Task brief: Every line from the line containing "Where in this photo can the monstera" through the final line below is to be repeated exactly; no other line is.
++++++++
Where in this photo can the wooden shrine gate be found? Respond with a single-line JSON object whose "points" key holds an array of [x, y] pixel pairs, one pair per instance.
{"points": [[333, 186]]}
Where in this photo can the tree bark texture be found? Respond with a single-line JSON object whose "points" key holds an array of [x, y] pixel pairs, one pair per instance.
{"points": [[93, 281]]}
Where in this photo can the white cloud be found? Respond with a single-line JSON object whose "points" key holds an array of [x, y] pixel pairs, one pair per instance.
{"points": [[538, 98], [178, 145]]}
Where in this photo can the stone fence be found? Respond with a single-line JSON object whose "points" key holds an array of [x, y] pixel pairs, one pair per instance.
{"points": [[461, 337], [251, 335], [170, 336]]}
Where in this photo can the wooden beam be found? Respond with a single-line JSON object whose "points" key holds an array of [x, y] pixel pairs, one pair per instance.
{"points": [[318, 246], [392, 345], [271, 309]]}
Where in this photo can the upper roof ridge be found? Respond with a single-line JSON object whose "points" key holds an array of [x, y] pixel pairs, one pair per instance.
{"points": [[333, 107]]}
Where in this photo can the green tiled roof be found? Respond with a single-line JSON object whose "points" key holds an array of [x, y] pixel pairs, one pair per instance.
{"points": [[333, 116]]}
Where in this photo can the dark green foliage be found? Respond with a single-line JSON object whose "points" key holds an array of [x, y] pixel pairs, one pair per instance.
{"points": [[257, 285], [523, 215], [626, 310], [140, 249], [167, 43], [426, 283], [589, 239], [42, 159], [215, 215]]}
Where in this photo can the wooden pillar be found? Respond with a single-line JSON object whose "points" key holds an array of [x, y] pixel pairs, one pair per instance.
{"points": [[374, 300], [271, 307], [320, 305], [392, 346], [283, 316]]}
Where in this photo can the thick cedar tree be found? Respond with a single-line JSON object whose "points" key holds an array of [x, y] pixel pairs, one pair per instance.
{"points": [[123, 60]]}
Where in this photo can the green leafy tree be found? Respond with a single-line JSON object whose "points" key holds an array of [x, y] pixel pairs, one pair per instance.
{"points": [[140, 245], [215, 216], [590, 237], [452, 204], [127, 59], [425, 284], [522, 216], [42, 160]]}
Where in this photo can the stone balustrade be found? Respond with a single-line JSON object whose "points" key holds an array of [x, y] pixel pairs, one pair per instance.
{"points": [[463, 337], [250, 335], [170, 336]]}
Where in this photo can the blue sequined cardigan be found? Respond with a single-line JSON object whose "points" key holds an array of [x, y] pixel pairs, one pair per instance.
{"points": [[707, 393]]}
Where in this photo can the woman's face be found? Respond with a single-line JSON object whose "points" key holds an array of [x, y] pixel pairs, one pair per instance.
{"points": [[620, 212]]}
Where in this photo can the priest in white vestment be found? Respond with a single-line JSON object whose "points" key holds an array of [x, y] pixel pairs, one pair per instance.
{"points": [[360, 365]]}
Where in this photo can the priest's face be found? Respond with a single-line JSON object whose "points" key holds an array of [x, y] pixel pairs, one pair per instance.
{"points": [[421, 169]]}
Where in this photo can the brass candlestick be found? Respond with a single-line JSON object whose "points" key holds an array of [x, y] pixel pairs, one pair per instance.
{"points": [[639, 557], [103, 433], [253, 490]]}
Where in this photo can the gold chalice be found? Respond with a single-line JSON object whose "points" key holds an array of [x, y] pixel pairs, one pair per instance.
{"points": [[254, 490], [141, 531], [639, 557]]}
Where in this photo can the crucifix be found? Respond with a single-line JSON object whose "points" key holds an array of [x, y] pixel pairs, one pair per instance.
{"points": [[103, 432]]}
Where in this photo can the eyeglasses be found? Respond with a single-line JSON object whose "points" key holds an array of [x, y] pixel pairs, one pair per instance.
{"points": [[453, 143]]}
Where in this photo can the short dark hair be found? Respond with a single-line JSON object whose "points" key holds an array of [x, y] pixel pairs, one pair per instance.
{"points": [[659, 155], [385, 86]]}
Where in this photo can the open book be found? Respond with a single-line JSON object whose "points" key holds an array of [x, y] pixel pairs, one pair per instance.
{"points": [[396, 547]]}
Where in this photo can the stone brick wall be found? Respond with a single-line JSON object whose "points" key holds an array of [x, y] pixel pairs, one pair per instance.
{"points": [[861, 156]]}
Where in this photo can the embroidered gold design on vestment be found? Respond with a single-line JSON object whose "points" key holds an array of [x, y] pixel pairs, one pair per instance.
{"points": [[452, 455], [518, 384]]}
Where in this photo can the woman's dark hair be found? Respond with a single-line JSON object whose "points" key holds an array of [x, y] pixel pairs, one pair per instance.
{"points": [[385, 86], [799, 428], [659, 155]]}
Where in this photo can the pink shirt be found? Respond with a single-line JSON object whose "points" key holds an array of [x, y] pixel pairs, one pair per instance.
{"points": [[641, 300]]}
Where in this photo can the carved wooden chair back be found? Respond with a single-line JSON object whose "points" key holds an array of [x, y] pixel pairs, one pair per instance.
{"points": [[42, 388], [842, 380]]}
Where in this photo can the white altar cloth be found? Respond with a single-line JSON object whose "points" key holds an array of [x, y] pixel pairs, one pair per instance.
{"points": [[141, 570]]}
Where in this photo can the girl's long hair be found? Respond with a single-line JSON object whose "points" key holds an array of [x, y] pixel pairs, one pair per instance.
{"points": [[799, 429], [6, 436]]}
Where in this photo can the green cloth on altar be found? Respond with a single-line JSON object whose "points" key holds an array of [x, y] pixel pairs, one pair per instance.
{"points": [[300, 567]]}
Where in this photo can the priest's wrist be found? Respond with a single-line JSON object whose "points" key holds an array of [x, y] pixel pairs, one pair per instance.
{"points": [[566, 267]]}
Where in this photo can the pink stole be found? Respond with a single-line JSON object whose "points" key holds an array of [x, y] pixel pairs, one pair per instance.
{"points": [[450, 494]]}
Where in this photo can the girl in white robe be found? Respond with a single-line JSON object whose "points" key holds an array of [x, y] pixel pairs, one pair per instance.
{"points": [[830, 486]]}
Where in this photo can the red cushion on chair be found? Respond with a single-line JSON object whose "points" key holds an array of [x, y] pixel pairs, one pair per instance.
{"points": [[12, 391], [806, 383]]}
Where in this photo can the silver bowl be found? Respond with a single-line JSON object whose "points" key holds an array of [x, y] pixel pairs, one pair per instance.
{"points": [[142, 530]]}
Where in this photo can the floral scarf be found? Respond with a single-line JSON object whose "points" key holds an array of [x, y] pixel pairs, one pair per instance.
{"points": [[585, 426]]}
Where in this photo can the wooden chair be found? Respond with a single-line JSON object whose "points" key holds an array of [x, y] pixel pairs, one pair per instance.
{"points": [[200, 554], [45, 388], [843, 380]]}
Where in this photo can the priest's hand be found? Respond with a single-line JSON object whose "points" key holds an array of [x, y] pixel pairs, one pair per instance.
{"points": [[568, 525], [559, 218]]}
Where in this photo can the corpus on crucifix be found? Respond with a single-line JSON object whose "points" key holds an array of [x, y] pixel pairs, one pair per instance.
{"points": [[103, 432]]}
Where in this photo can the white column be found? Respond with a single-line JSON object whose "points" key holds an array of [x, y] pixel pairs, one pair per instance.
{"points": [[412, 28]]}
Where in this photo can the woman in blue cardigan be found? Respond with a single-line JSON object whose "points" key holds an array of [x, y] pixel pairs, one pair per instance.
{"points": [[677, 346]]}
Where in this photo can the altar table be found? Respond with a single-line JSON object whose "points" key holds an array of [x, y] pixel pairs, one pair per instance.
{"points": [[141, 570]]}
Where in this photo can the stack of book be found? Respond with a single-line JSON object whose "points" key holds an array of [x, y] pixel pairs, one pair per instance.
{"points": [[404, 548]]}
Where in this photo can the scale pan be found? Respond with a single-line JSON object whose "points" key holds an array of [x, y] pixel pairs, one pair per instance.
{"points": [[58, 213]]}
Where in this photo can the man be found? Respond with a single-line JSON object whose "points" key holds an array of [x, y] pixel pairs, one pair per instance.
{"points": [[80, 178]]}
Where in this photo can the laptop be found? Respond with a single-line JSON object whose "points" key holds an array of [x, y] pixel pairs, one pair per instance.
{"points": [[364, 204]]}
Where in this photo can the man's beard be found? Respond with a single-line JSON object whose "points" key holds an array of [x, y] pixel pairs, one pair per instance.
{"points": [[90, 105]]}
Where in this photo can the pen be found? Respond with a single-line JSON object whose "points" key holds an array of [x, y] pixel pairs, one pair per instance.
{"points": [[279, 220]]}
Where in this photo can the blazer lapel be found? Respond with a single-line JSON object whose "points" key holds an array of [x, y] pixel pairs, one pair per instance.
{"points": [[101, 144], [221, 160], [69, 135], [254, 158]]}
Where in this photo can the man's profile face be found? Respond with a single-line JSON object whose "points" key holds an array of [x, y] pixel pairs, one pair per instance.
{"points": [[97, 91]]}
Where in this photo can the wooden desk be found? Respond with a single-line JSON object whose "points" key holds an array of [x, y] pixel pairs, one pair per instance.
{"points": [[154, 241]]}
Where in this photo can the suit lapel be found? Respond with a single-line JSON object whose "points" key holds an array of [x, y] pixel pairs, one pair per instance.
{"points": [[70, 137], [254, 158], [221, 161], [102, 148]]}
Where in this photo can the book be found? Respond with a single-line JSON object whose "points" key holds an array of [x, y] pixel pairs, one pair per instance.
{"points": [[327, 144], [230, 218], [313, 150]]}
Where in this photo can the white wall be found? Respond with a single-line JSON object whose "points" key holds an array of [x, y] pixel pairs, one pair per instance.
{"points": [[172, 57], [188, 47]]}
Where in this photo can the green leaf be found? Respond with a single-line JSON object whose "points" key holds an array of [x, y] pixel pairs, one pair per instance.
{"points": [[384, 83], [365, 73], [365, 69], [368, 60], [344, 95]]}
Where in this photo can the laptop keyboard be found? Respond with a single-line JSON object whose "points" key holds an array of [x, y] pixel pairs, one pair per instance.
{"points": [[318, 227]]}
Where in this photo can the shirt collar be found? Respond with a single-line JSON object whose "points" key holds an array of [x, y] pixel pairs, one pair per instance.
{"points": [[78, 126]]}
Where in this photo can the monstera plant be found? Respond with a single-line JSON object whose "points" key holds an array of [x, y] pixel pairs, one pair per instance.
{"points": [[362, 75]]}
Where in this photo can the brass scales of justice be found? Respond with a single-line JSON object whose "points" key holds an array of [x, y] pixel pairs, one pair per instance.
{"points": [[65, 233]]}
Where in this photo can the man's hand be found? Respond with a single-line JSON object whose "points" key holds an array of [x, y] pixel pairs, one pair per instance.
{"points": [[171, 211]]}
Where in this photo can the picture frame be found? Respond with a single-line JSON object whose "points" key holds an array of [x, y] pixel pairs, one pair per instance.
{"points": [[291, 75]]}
++++++++
Solution for this problem:
Where in this photo can the monstera plant be found? Respond with a single-line JSON object whose "points" key holds an array of [x, y] pixel pairs, one pair per instance.
{"points": [[362, 75]]}
Where in this photo can the brass scales of justice be found? Respond with a single-line JSON object whose "points" key holds an array of [x, y] pixel pairs, one pair per instance.
{"points": [[65, 233]]}
Where in this photo can the man's hand be found? Respond with a single-line JSON object whose "points" key holds an array of [x, y] pixel pairs, one pair per instance.
{"points": [[171, 211]]}
Where in this photo can the picture frame be found? Respond with a single-line JSON object whose "points" key holds an array of [x, y] pixel pairs, one pair per instance.
{"points": [[291, 75]]}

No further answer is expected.